• **TO DO**:
Rewrite everything in the listing from the line that contains "Drop one marker on each instance of the metal" down to the line that contains "[[321, 368], [321, 107]]", changing each "marker" to "pin" and keeping all else the same. Return only those lines.

• **STORED DATA**:

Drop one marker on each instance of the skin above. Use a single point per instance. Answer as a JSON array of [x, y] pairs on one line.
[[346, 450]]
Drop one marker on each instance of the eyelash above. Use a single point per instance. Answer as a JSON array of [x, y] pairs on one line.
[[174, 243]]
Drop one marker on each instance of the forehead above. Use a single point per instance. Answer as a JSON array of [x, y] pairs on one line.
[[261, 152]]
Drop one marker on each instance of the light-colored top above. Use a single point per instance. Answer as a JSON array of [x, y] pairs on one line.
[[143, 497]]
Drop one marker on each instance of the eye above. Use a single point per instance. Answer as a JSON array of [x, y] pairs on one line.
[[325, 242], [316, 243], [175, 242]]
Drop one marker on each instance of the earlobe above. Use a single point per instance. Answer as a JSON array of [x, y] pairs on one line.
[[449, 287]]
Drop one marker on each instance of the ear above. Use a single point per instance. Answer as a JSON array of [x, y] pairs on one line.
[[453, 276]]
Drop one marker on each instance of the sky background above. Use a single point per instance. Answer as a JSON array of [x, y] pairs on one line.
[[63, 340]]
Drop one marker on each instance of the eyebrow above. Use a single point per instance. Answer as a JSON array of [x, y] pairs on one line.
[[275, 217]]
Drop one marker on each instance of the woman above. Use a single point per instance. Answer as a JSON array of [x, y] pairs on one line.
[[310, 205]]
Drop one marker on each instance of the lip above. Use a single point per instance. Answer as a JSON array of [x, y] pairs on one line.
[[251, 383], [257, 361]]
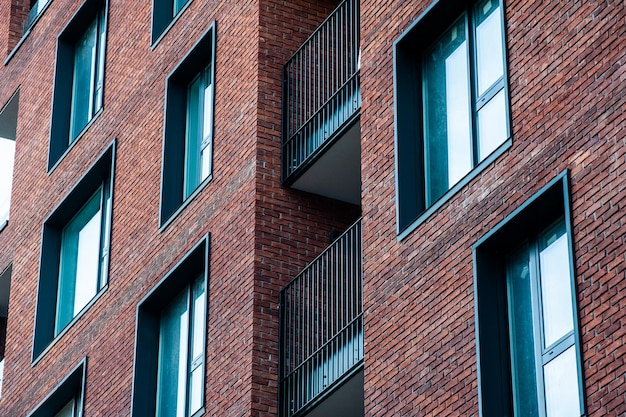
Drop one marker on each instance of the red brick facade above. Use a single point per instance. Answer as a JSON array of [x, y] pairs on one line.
[[566, 81]]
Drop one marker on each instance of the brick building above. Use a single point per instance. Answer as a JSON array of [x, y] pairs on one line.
[[312, 208]]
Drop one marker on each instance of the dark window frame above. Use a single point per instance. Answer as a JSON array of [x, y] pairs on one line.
[[100, 174], [163, 18], [201, 54], [411, 206], [71, 387], [8, 130], [552, 202], [179, 277], [60, 124]]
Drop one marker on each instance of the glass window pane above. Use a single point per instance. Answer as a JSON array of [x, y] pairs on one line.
[[556, 290], [523, 353], [196, 390], [79, 262], [192, 137], [173, 347], [207, 128], [492, 130], [99, 78], [88, 260], [199, 319], [67, 411], [447, 112], [489, 51], [82, 86], [7, 156], [561, 379]]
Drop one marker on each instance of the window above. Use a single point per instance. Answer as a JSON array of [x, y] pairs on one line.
[[8, 128], [164, 13], [171, 339], [5, 289], [527, 317], [37, 7], [199, 131], [75, 252], [188, 138], [451, 101], [66, 400], [79, 77]]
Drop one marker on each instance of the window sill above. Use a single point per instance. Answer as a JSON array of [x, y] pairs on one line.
[[69, 325], [185, 203], [75, 141], [429, 211]]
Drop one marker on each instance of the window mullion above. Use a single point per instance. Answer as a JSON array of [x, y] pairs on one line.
[[470, 34], [537, 325], [190, 325]]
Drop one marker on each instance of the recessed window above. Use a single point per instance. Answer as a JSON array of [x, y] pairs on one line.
[[75, 253], [37, 7], [163, 14], [171, 339], [452, 106], [66, 400], [8, 129], [199, 130], [188, 139], [79, 77], [527, 315]]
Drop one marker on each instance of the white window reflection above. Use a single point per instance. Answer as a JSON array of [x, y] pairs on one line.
[[7, 156]]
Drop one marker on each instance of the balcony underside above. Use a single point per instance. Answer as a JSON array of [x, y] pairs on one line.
[[346, 401], [335, 172]]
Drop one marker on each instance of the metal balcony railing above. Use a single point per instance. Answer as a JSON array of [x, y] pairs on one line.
[[35, 11], [321, 88], [322, 324]]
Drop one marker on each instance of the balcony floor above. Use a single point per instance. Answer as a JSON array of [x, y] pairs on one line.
[[347, 401], [337, 172]]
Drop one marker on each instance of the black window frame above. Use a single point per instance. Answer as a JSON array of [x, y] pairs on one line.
[[201, 55], [145, 372], [72, 387], [60, 125], [99, 175], [411, 206], [163, 18], [539, 213]]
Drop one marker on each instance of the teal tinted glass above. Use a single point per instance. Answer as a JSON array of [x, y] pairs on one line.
[[447, 118]]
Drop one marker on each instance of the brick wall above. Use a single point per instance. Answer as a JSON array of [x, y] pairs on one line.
[[566, 79], [292, 226]]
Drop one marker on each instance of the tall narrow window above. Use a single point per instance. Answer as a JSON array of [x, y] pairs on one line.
[[454, 102], [529, 346], [188, 136], [8, 130], [451, 101], [541, 323], [180, 387], [88, 75], [171, 338], [199, 132], [7, 155], [79, 77], [84, 254]]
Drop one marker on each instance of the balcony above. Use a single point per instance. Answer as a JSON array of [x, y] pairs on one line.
[[321, 368], [321, 107]]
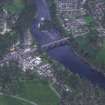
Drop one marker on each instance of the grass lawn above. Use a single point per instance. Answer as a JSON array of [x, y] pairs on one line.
[[4, 100], [101, 55], [14, 6], [38, 91]]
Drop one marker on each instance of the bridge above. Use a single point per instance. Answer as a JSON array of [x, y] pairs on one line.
[[56, 43]]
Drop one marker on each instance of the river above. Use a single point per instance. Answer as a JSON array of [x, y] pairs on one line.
[[63, 54]]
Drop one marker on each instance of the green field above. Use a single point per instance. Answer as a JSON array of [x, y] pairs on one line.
[[100, 58], [37, 91], [14, 6], [4, 100]]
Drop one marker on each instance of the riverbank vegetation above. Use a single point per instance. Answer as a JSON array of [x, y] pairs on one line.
[[90, 46], [74, 89], [26, 85]]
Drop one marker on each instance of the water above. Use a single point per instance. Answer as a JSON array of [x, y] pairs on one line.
[[64, 54]]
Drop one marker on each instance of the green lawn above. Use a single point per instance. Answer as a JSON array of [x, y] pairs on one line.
[[4, 100], [101, 55], [14, 6], [39, 92]]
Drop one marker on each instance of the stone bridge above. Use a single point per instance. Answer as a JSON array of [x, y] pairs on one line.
[[56, 43]]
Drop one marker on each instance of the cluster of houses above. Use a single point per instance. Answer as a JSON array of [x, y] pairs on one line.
[[36, 63], [72, 14]]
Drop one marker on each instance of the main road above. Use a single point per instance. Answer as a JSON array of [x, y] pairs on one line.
[[63, 54]]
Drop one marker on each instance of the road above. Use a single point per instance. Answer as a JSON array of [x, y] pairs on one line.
[[65, 54]]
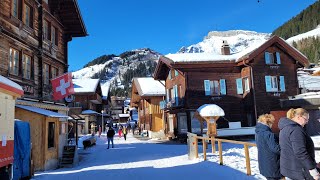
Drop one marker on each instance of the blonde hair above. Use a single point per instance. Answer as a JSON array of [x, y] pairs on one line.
[[266, 119], [296, 112]]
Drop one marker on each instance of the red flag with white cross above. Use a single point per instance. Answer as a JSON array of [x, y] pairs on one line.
[[62, 86]]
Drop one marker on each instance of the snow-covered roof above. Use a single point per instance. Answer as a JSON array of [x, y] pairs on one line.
[[147, 86], [42, 111], [309, 82], [10, 85], [88, 112], [312, 33], [85, 85], [124, 115], [205, 57]]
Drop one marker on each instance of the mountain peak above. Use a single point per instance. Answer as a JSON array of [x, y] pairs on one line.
[[238, 40]]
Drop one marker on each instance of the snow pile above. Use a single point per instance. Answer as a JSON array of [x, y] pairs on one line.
[[157, 160], [312, 33], [238, 41]]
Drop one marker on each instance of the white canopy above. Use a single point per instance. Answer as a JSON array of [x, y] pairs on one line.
[[207, 110]]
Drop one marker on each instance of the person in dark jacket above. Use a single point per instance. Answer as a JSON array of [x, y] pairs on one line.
[[110, 135], [268, 148], [297, 158]]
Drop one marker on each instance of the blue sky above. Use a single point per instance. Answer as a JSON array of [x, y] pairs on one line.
[[115, 26]]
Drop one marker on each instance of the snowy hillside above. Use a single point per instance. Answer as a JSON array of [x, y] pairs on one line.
[[238, 40], [312, 33], [116, 71]]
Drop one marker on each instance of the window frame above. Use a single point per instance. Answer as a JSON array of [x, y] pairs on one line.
[[27, 70], [14, 61], [46, 74], [246, 84], [15, 8], [28, 18], [51, 134]]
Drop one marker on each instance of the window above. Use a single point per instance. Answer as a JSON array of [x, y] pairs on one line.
[[54, 72], [246, 84], [272, 58], [46, 74], [54, 35], [15, 8], [215, 87], [28, 15], [14, 62], [26, 66], [239, 86], [46, 30], [51, 132], [275, 83]]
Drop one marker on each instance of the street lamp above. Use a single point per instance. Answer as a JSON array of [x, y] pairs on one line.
[[102, 126]]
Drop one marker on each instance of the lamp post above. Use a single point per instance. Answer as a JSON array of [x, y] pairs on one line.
[[102, 126]]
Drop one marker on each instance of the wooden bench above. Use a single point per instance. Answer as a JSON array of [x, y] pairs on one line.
[[89, 142]]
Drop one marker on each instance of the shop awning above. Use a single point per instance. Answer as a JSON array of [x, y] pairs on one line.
[[42, 111]]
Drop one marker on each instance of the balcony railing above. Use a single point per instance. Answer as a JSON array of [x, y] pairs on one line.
[[171, 103]]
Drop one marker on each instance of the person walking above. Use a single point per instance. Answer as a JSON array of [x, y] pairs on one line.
[[297, 158], [124, 131], [110, 135], [120, 131], [268, 148]]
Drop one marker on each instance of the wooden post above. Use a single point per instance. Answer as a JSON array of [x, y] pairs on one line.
[[197, 150], [246, 151], [213, 145], [220, 152], [204, 149]]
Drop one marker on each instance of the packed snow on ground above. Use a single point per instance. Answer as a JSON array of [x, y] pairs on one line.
[[137, 159]]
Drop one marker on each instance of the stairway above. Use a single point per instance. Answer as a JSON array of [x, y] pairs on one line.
[[68, 155]]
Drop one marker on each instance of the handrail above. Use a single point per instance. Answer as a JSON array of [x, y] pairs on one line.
[[213, 139]]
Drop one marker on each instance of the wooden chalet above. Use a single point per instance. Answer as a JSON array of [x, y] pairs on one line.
[[245, 85], [146, 96], [34, 36], [86, 103], [44, 128]]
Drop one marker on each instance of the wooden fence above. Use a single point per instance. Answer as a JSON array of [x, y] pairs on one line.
[[213, 140]]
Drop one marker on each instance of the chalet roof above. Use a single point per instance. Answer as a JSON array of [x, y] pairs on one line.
[[248, 54], [70, 17], [90, 112], [311, 83], [124, 115], [85, 85], [149, 87], [42, 111], [11, 86], [302, 100]]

• **EXERCISE RESPONSE**:
Drop one pin on each instance of the metal balcony railing above. Use a single point per instance. Answer as a JSON array of [x, y] pairs on one line.
[[35, 11], [321, 88], [322, 324]]
Drop one pin on each instance of the balcony floor above. Use a single point per instance. Answer as a JSON array of [x, y] pairs on one line.
[[347, 401], [337, 172]]
Drop one pin on each instance of the black window frame above. Use a single point per instance. Answer as a JSON array of [x, y] pairs on one line.
[[201, 55], [145, 372], [72, 387], [60, 125], [99, 175], [411, 206], [163, 18], [539, 213]]
Drop one pin on each instance of the teal tinted glass above. Use a single point per instance. Answer as a JSON array of [x, y] pairs on one line.
[[447, 118]]
Drop one pin on each instance of the brick wall above. Use a single point per instance. Answer as a JSON array of [x, y] pairs on one line.
[[566, 79], [292, 226]]
Drop one pin on each instance of the tall narrow window above. Use a single point per instance. Answer as a JSON array of [x, y] pairs on one line.
[[454, 102], [529, 346], [188, 136], [8, 130], [451, 101], [541, 323], [180, 387], [88, 75], [171, 338], [199, 132], [7, 155], [79, 77], [84, 254]]
Drop one pin on each instance of the balcony above. Use a single point per instance. Answer as a JSON array of [x, y] pairs on one line.
[[321, 368], [321, 107]]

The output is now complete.